Object location annotation data:
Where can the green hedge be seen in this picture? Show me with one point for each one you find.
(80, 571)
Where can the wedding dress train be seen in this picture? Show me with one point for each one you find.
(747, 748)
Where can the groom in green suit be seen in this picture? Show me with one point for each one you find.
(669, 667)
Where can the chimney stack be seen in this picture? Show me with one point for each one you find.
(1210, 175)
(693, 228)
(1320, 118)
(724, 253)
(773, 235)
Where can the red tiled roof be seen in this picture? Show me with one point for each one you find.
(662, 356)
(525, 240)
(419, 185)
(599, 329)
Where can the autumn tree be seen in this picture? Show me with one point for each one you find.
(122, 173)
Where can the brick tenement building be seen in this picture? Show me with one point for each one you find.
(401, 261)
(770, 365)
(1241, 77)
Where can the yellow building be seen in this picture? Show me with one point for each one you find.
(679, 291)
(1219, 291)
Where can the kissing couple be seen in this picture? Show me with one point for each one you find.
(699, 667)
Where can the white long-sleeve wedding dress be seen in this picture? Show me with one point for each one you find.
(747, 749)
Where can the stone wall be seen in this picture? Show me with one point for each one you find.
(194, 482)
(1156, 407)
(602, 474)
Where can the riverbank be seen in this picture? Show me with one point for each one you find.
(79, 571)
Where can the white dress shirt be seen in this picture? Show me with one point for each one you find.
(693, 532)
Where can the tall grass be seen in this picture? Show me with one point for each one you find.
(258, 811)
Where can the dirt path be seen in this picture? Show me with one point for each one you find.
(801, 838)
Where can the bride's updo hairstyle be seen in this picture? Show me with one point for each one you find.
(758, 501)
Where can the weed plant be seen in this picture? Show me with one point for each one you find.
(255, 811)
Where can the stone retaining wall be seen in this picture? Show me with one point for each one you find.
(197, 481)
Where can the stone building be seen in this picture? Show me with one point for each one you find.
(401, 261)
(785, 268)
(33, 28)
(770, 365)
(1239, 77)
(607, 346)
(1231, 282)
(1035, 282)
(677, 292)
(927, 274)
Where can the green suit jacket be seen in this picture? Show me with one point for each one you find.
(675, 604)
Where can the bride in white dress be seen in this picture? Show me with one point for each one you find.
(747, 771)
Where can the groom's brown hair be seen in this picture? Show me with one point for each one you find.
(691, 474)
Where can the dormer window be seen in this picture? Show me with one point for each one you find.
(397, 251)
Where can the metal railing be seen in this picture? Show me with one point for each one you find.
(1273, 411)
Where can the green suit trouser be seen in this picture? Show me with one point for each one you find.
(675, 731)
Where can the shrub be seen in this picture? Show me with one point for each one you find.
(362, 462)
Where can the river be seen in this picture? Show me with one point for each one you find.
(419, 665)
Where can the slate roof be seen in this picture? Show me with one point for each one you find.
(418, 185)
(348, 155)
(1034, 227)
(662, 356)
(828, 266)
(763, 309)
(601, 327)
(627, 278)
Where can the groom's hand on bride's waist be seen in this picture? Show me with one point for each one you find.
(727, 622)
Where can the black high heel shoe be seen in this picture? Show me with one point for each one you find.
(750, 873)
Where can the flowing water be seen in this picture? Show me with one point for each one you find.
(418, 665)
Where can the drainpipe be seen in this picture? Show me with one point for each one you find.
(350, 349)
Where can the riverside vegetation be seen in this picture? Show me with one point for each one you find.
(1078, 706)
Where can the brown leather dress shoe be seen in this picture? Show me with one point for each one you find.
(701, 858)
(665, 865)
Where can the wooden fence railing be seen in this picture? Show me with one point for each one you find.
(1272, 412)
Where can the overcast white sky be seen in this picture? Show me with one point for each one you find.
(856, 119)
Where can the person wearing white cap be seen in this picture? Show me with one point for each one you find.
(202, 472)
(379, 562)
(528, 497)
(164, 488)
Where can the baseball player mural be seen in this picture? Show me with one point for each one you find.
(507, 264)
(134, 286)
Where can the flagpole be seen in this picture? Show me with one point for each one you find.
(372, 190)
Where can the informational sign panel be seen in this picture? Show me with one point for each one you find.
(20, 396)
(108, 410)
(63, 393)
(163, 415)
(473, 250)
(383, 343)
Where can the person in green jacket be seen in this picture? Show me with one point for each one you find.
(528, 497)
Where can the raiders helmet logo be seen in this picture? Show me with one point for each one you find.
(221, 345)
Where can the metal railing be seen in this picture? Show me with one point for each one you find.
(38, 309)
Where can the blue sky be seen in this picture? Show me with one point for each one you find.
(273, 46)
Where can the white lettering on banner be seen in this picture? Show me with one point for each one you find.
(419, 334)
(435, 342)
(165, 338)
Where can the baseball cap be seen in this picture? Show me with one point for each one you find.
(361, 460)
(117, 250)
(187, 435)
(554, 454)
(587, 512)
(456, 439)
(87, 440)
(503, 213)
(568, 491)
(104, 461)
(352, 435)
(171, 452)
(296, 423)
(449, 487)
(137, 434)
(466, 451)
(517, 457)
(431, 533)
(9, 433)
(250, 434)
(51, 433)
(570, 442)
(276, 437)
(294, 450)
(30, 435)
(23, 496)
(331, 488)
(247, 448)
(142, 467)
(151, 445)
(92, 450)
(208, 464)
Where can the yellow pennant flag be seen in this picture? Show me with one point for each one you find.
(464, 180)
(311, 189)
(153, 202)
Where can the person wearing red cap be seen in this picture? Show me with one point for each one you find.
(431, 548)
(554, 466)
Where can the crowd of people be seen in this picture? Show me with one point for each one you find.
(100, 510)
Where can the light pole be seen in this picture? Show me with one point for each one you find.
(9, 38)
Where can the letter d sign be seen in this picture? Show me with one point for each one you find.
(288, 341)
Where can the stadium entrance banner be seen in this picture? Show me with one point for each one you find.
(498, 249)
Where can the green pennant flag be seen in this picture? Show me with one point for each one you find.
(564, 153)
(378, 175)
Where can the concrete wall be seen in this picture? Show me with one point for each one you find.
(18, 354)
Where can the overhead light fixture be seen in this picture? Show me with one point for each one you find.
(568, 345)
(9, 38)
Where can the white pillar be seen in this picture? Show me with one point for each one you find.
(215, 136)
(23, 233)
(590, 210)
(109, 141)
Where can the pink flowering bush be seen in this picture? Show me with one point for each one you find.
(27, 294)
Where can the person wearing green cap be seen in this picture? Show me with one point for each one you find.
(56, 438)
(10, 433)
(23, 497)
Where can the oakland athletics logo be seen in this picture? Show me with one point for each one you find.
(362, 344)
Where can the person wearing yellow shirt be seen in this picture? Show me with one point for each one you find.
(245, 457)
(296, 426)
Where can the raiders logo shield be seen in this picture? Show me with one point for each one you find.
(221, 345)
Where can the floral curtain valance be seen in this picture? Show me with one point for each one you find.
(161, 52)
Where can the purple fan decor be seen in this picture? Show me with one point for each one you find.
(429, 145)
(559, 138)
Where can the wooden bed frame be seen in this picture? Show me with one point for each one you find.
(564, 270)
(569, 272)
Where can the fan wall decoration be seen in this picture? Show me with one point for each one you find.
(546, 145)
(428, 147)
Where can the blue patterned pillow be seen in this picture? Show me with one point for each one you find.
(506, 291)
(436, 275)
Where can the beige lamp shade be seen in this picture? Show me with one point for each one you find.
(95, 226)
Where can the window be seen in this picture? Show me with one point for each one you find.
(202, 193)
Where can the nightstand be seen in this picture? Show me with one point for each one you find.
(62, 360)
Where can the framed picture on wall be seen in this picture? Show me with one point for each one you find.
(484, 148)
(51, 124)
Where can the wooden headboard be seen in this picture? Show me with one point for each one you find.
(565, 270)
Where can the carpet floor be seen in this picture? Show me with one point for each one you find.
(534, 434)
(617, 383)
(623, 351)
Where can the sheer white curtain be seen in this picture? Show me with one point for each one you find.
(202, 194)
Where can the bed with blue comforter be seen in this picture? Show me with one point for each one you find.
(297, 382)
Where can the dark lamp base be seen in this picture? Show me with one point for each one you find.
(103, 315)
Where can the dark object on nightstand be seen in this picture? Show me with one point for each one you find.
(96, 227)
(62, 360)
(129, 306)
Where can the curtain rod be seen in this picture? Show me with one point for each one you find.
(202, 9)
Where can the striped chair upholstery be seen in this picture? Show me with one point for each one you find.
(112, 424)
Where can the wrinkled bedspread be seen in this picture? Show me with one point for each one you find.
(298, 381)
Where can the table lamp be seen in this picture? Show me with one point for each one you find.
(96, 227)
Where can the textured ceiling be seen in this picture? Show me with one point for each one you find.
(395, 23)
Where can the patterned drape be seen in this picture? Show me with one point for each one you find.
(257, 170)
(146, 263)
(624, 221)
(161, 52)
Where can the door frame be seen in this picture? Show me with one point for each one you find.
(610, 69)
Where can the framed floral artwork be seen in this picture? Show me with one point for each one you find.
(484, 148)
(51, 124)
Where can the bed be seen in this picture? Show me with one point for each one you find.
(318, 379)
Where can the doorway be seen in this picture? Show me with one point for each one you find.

Written request: Copy out only the lines running from the one holding "Where can the wrinkled" through the end of the material, inclusive, and swap "drape" for "curtain" while keeping everything else the same.

Written response:
Where can the wrinkled bedspread be seen in this picture? Show me with one point for each one you find.
(298, 381)
Where can the table lamp be seen in this picture? Show me with one point for each one you find.
(96, 227)
Where can the textured ceiling be seen in this picture? Show me with one point for each one you find.
(395, 23)
Where can the patterned curtain be seen in this picture? Show me with one point for each one you find.
(257, 170)
(146, 263)
(624, 221)
(161, 52)
Where can the door frame be seen in this picture? Show me with one point for each one you find.
(610, 69)
Where can the framed floral artwork be seen in this picture? Show me with one point for each one you find.
(484, 148)
(51, 124)
Where can the bed be seen in this picture? Show me with one point for each one you find.
(318, 379)
Where can the doorway be seen in this picture? Show me with one point for each one you find.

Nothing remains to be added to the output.